Set task:
Pull out every line of the data below that contains the string "chair" and copy each of those lines in full.

Dataset records:
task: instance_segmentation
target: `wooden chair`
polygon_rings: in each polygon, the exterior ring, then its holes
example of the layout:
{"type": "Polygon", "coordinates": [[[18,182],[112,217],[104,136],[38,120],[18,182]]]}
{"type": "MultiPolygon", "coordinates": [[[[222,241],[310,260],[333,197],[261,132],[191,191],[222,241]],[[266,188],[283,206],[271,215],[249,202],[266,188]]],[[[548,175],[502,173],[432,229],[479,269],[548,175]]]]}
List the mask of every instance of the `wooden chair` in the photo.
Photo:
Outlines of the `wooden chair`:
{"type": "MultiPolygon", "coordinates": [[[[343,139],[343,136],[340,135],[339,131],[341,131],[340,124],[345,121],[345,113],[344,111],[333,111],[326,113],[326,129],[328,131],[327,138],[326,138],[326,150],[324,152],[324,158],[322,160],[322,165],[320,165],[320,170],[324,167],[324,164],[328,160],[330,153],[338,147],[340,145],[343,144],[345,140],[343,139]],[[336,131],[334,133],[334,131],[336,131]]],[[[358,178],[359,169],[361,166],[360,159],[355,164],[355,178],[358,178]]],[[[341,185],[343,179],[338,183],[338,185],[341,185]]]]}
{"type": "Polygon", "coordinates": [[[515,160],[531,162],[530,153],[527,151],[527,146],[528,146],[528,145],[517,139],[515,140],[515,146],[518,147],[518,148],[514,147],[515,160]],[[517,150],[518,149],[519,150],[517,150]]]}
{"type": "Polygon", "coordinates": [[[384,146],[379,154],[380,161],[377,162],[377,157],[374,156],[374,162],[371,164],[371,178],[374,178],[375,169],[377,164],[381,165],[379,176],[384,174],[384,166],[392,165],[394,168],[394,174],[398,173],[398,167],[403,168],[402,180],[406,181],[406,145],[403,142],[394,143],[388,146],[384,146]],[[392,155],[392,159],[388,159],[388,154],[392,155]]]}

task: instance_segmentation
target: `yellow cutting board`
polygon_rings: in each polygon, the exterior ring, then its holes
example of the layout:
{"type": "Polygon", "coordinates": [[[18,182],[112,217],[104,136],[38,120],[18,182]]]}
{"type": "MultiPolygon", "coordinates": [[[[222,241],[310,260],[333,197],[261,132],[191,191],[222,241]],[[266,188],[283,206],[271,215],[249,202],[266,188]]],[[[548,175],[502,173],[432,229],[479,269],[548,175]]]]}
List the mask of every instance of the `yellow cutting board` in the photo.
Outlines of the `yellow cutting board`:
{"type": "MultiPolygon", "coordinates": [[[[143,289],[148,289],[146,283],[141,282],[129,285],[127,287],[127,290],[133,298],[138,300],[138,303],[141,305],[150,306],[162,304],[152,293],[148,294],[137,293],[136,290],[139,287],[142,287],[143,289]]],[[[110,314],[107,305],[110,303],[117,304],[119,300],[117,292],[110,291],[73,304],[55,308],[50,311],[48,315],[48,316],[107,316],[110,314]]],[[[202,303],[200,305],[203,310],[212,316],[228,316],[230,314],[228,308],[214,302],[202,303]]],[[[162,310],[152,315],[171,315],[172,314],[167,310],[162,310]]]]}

Result for this task:
target: `wooden chair`
List the mask of every instance of the `wooden chair` in the photo.
Outlines of the `wooden chair`:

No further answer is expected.